___ Input for this task ___

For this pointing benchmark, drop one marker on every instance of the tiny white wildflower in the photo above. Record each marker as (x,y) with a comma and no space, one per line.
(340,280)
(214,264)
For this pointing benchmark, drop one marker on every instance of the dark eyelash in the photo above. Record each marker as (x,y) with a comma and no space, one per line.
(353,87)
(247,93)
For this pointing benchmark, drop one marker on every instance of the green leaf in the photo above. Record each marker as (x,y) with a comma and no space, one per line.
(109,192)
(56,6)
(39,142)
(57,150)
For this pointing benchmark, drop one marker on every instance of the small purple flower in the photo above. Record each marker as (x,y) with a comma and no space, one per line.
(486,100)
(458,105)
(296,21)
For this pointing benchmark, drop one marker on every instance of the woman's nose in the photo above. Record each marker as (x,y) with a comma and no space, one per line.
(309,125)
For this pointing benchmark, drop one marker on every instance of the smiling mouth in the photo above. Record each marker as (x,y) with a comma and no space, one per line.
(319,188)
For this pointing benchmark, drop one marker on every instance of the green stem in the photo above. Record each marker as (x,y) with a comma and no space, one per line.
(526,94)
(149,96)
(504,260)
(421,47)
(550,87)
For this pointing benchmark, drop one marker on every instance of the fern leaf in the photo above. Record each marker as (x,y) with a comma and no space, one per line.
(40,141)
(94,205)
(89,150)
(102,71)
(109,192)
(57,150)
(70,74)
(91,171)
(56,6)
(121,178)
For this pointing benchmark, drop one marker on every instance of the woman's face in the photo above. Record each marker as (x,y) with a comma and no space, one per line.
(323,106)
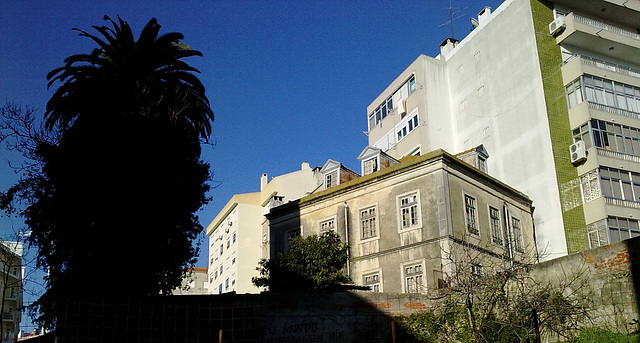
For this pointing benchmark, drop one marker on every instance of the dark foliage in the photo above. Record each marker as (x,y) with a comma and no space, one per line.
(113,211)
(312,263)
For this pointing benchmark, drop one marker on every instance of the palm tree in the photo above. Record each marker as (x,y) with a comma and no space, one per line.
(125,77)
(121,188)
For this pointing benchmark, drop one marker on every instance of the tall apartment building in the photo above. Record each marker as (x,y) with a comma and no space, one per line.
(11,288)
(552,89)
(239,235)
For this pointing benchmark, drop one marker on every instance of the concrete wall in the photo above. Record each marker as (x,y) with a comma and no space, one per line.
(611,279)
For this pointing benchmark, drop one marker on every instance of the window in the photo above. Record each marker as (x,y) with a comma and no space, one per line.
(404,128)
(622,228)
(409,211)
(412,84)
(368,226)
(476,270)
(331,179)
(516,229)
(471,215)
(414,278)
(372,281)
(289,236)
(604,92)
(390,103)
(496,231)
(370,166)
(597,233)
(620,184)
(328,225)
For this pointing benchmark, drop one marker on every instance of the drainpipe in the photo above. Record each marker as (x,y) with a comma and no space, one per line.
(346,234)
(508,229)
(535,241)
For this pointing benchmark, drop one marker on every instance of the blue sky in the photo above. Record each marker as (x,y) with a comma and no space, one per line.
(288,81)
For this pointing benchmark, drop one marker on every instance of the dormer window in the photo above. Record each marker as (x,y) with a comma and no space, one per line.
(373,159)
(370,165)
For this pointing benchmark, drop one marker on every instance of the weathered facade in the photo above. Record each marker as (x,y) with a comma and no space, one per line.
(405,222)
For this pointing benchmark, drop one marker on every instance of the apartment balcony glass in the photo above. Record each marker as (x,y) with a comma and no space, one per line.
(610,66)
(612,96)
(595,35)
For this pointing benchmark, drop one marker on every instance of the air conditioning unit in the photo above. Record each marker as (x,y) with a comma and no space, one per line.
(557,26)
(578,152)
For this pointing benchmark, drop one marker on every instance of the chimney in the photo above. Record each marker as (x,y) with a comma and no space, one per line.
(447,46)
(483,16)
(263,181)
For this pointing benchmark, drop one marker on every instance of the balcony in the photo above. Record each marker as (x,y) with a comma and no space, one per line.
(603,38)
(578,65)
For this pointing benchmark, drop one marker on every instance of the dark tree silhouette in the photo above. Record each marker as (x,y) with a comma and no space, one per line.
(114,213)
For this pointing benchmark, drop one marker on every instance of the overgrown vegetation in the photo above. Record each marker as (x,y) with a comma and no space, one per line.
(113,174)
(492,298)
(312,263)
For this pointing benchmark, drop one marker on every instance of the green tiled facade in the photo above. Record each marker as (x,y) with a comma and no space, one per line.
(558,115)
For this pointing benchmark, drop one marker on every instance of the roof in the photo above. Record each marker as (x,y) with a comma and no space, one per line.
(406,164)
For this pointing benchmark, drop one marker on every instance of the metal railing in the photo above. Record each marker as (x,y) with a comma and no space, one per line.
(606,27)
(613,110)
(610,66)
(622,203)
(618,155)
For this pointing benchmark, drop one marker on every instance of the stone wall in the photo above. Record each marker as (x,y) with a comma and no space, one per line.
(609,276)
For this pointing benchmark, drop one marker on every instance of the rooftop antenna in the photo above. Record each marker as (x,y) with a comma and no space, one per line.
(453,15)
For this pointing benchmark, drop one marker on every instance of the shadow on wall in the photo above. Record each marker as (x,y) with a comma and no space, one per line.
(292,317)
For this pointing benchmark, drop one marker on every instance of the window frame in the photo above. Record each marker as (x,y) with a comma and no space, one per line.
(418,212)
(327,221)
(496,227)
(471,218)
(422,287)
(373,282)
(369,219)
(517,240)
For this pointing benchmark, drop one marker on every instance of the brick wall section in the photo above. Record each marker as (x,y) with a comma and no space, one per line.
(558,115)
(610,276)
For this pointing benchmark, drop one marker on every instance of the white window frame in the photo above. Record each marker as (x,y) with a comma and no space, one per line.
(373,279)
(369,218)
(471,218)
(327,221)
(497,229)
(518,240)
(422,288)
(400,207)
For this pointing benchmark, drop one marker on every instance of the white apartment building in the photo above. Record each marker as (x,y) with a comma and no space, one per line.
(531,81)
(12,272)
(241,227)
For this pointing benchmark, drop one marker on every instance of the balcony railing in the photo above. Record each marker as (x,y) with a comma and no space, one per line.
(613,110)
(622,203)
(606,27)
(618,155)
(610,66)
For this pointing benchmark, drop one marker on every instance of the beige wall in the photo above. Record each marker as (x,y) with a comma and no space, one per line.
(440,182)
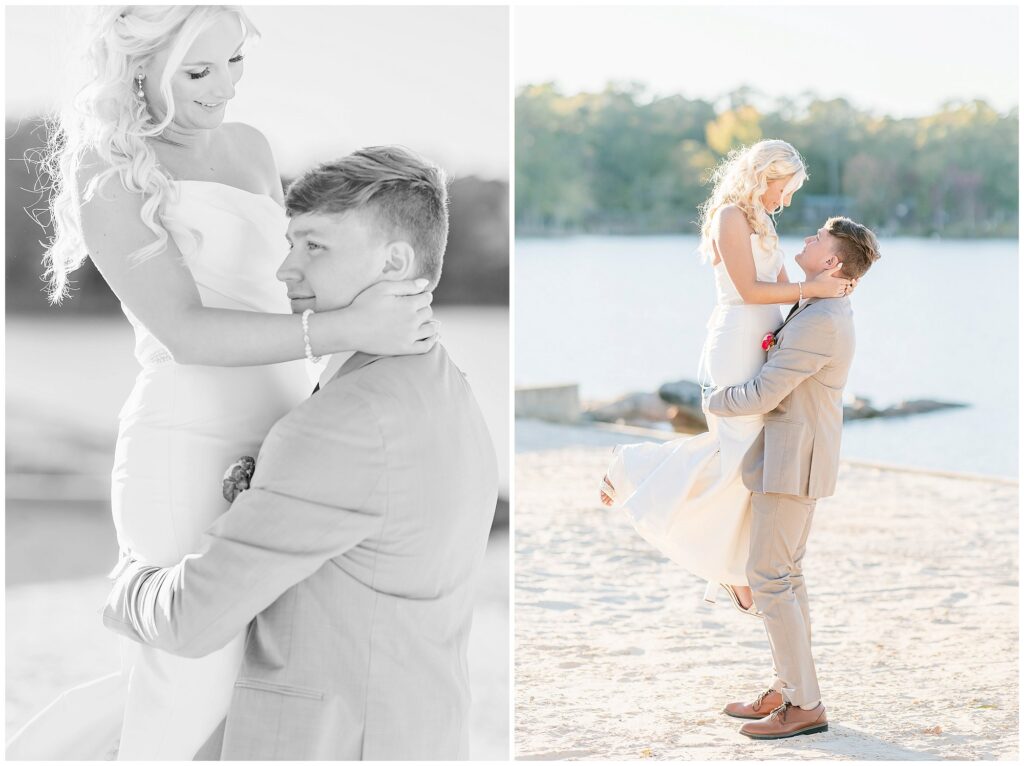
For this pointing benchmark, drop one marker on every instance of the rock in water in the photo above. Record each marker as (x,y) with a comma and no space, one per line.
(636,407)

___
___ Input for this task ___

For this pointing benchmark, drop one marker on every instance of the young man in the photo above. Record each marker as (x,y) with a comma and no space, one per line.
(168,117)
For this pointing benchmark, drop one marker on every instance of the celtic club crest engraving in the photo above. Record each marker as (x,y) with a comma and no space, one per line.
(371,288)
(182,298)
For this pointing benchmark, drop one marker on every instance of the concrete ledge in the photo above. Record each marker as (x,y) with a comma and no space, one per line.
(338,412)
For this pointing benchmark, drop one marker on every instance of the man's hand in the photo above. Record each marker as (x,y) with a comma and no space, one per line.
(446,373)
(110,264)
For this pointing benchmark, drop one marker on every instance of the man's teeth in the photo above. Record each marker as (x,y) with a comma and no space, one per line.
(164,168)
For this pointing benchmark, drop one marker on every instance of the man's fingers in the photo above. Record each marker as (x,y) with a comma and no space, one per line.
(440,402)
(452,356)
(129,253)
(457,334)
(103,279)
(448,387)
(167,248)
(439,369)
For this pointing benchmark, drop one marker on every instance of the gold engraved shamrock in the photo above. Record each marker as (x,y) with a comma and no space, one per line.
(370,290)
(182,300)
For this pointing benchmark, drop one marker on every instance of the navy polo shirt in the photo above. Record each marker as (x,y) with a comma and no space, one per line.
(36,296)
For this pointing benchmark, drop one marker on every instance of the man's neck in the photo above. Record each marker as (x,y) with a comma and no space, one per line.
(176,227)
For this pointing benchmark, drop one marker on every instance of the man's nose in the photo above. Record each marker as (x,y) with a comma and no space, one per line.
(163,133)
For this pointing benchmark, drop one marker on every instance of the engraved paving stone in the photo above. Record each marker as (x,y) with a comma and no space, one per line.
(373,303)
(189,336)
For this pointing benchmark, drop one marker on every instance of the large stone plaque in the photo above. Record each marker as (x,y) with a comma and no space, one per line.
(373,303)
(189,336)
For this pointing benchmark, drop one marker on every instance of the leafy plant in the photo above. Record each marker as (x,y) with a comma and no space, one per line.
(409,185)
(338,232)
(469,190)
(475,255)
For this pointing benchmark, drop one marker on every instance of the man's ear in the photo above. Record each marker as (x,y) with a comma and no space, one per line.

___
___ Input for this task ___

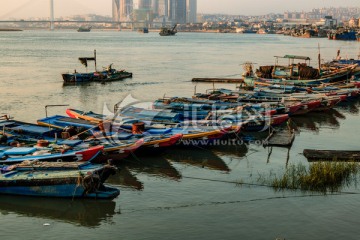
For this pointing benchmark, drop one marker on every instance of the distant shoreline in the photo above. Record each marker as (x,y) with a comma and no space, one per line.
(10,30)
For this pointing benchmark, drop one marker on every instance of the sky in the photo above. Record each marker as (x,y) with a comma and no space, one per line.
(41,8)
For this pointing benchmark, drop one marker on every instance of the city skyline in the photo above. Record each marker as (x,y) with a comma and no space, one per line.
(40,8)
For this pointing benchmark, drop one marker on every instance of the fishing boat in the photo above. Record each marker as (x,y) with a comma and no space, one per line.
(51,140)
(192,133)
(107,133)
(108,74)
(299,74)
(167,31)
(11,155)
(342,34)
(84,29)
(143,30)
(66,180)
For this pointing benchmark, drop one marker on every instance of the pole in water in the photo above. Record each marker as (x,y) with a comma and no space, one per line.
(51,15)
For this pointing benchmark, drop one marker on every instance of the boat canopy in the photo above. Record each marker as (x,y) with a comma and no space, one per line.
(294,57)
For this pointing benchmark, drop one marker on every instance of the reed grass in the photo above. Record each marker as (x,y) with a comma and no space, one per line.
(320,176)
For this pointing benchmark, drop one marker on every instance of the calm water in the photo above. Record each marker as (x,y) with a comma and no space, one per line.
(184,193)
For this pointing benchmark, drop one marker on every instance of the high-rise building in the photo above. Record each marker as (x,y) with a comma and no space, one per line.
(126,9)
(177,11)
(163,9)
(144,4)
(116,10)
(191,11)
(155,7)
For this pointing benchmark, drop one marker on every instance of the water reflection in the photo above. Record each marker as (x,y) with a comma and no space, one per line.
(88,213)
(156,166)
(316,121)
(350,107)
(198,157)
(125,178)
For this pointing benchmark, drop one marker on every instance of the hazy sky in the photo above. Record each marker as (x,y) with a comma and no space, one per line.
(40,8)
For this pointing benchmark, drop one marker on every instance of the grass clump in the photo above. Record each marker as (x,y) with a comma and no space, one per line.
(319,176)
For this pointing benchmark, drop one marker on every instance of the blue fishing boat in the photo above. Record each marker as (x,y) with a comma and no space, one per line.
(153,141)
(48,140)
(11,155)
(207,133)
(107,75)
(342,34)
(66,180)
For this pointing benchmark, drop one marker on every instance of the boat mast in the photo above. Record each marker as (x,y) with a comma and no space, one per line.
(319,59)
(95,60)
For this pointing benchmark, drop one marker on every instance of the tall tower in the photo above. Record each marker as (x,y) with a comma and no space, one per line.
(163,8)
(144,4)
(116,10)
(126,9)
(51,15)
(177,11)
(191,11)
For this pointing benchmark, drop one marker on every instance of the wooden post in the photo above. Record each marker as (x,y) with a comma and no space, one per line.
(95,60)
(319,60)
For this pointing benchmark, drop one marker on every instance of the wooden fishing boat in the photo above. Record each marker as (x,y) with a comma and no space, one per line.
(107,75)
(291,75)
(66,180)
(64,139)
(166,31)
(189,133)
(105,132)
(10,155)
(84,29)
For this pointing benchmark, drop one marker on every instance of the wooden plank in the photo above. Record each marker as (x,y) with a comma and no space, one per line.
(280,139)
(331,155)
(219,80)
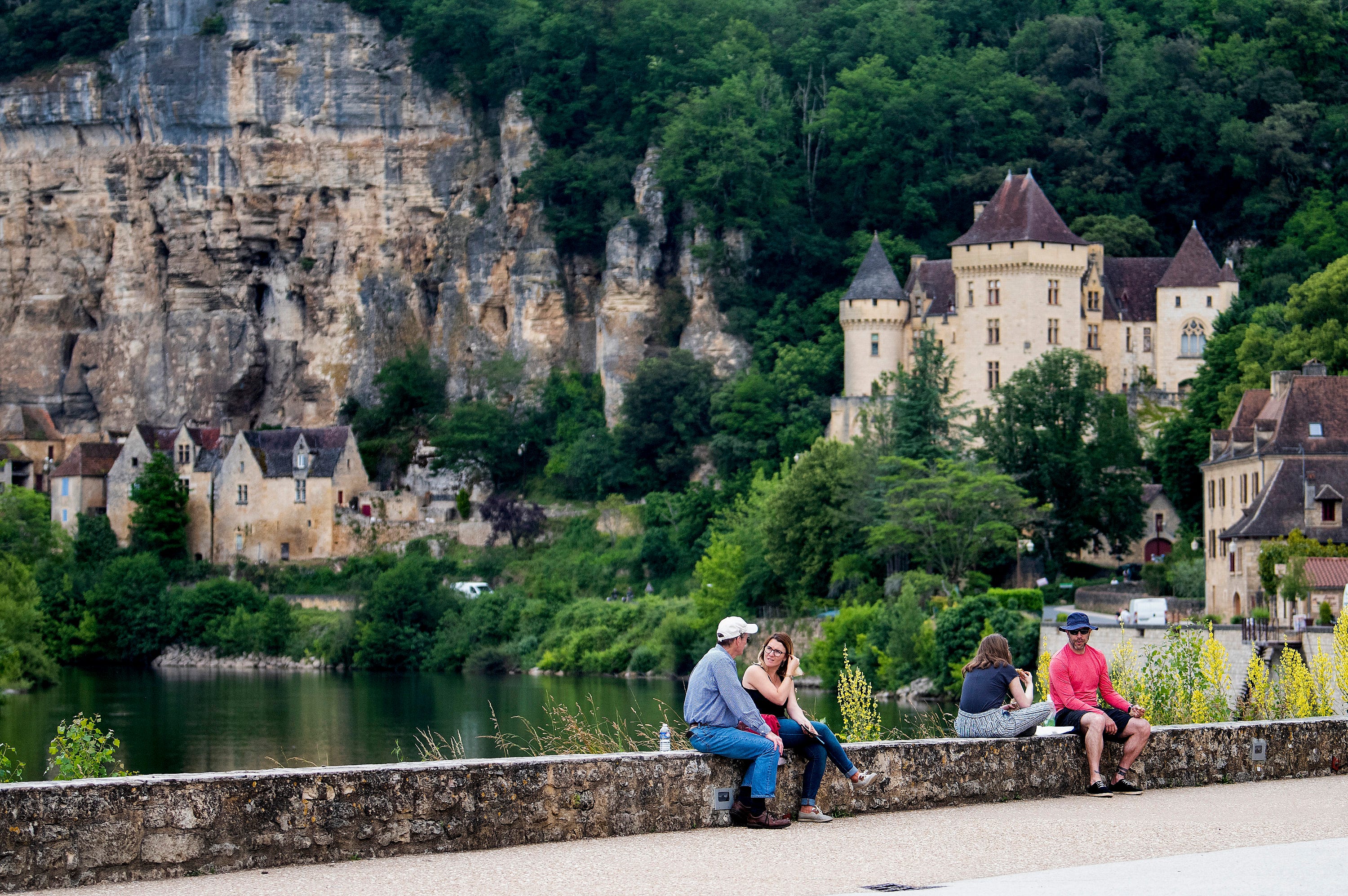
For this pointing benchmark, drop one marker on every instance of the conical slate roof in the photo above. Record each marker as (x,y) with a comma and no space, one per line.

___

How many lines in the entries above contain the word "vegetation"? Give only the number.

■ Correct result: 1